Text provided >>
-------------------------

It means we get to have some fun?
It is what it is.
Sure. And it sucks.
Nobody remembers the regular season champ, unless they flame out in the first round of the playoffs (Canucks).
And considering the 13th best team in the NHL just won the last Stanley Cup...
The only saving grace for the NHL is that their playoffs is a real grind, and it's hard for a team to truly "luck" their way to the title. You can have a goalie on a hot streak that can carry you, but you need more.
(The Hasek-led Buffalo Sabres never did win anything...)
Sure. And it sucks.
Except, it sucks less than the alternatives. There are far too many team for single division leagues.
Still, we could give the higher seed an more pronounced home-field advantage, although obviously that would have mattered very little in the National League this year.
I am a game designer and encounter exactly the same thing. I want the most skillful player to win, but if the game is designed to separate players over the course of the game, players that fall behind with no real hope of catching up will complain and not want to play. One game company said of one of my current designs explicitly that they want more catch-up mechanisms in the late game. On the other hand, if the outcome seems too random and does not reward good long-range planning, players will complain also. It's not easy to balance it.
Only one wild card team is a much better alternative.
Neither conceding or arguing this point, "sucks less than the alternatives" is not a rebuttal of "it sucks."
Video or board?
Maybe MLB needs to take a page from the NHL and hand out something like that.
In recent years, college football with its two-team playoff has demonstrated the worst of things, all but eliminating teams that lose even a single game, and undercutting both regular seasons and bowl matchups. It's not that the four- or larger-draw playoffs will choose a better champion, perhaps, as that they will put more interest back into the contests on the field that lead up to and include those playoff games.

-------------------------

Directions >>
1 > Write out the part of the playoff discussion from "Only one wild" to "those playoff games.".
2 > Answer these questions about the playoff discussion:
(a) Which team is named as a regular season champ that flamed out in the first round of the playoffs?
(b) What did one game company explicitly want more of in the late game of one of the game designer's current designs?
(c) How many teams are in the college football playoff described in recent years?
3 > Continue the playoff discussion from where it stops.
The lines that follow are separate material, unrelated to the playoff discussion above.

-------------------------

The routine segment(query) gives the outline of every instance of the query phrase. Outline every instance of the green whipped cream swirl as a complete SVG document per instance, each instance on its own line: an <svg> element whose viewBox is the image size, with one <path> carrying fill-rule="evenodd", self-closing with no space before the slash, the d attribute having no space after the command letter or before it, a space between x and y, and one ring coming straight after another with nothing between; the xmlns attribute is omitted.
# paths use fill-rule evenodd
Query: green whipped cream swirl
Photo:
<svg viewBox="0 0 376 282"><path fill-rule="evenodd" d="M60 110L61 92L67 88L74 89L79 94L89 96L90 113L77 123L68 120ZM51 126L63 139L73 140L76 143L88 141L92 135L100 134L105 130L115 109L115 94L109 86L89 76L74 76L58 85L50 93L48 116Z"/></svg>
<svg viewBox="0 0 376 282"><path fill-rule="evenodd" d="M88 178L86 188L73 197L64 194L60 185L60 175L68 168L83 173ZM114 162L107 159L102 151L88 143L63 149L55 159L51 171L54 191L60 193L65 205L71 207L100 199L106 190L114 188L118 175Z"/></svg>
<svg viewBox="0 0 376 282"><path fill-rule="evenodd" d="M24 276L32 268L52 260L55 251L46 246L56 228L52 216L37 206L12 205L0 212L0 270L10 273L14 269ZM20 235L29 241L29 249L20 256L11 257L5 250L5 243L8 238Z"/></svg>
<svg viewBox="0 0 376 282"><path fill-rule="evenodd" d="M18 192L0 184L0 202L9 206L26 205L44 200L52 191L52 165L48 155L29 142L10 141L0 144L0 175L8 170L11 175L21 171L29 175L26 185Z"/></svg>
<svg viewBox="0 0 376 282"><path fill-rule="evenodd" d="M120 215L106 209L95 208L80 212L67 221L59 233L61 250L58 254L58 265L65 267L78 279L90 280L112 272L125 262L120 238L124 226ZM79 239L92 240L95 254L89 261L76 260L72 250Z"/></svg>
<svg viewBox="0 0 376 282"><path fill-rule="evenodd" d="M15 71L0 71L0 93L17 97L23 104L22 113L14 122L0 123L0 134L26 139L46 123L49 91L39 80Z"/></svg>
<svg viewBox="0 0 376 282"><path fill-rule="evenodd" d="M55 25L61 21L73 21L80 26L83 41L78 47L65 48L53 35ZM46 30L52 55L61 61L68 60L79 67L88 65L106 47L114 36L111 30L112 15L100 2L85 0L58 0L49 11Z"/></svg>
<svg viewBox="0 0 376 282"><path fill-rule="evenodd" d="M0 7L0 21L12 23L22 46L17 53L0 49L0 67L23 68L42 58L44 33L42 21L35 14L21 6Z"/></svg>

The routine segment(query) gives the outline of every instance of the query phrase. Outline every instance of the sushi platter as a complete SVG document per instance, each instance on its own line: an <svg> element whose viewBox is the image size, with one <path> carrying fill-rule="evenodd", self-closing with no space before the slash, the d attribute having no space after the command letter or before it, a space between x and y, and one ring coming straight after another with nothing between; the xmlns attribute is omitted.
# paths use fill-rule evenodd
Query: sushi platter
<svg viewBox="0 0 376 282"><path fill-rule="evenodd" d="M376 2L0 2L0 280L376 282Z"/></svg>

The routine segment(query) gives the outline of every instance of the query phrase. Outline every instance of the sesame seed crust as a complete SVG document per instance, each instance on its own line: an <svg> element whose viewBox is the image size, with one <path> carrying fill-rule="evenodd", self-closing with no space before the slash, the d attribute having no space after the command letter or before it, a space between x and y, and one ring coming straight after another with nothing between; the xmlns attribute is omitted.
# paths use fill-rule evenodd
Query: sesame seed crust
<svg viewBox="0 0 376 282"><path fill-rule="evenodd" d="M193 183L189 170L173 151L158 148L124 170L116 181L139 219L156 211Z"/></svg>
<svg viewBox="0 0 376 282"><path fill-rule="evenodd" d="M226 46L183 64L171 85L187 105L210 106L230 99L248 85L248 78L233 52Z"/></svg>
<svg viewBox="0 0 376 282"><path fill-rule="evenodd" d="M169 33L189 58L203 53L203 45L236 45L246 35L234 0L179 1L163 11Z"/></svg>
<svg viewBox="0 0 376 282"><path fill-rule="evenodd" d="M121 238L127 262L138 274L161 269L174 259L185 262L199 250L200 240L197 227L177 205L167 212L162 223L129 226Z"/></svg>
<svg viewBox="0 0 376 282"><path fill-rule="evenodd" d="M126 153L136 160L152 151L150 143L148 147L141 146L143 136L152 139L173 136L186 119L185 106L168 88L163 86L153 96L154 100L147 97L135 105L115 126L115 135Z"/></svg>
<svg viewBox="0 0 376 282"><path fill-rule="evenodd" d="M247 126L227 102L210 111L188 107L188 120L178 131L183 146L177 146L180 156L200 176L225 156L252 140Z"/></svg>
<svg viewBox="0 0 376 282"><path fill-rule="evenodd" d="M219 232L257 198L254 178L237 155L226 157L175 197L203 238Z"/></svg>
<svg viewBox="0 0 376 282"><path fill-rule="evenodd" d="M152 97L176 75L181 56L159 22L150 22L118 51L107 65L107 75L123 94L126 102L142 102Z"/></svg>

-------------------------

The responses >>
1 >
Only one wild card team is a much better alternative.
Neither conceding or arguing this point, "sucks less than the alternatives" is not a rebuttal of "it sucks."
Video or board?
Maybe MLB needs to take a page from the NHL and hand out something like that.
In recent years, college football with its two-team playoff has demonstrated the worst of things, all but eliminating teams that lose even a single game, and undercutting both regular seasons and bowl matchups. It's not that the four- or larger-draw playoffs will choose a better champion, perhaps, as that they will put more interest back into the contests on the field that lead up to and include those playoff games.

2 >
(a) The Canucks.
(b) Catch-up mechanisms.
(c) Two.

3 >
I am nostalgic for the single-division leagues of my youth, but when one asks the rhetorical question of how those leagues kept up fan interest in the Astros and Athletics and Indians (I'm thinking mid-1960s here), the answer is, of course, that they didn't. That's in part why those teams drew 8,000 fans per game to that huge park in Cleveland, for example.
Oh, and Sam, sorry about the Braves. Maybe you can arrange for some sort of retroactive regular season trophies that would supplement the Braves' three actual championships. Too bad that the first two of those championships were in Boston and Milwaukee.
The bottom line is that MLB really doesn't care much if the best team wins. They just want more playoff baseball and more pennant races to sell.
But nobody cares about the President's Trophy. Over the past decade or so the winners of it have done so poorly in the playoffs that fans sort of consider it a jinx.
I'll get something made up and place it in a position of prominence when I eventually piss on your grave, old man.
Well, I think that it did add an incentive to winning the division. But yes, it greatly greatly rewards the 5th best team.
I don't see the problem with that. The point of the second wild card team was to hand a noticeable advantage to the division winners, it doesn't mean that the division winners are automatically going to win of course, but it gives them an extra day or two of rest, it can force the wild card teams to arrange their rotation so that their best pitcher is used up going into the playoffs etc.
Giving a massive home field advantage to the division winners will then cause the other argument "Why should a team that won more game in a tougher division be at a serious disadvantage?" As mentioned it's a balancing act, that is never going to be perfect. You have to maintain fan interest in as many teams as possible in September, while also rewarding the teams that do well.
I'm not sure there is a better way to design it that would make every type of fan happy.
No, it was to make money with the one game playoff.
Truer words....
There are ways to make to better optimize for both goals. It's a piss poor reward for a 162 game struggle to give the wildcards a one game "playoff". It's also terrible to give the winners of those games and the division winners only a 5 game series to eliminate half after such a long season.
I would cut the "standard" season back to 154 games. Then I'd make the 4 wildcard teams each play a 5 game series while the division winners get a week off as a reward, and an advantage, being able to set their rotations. Then the division series would go 7 games, as would the league championships, until the glory of the World Series would go over 9 full games in two weeks.
More games and rest benefits the best teams and makes it (slightly) more likely they'll take the championship they "deserve".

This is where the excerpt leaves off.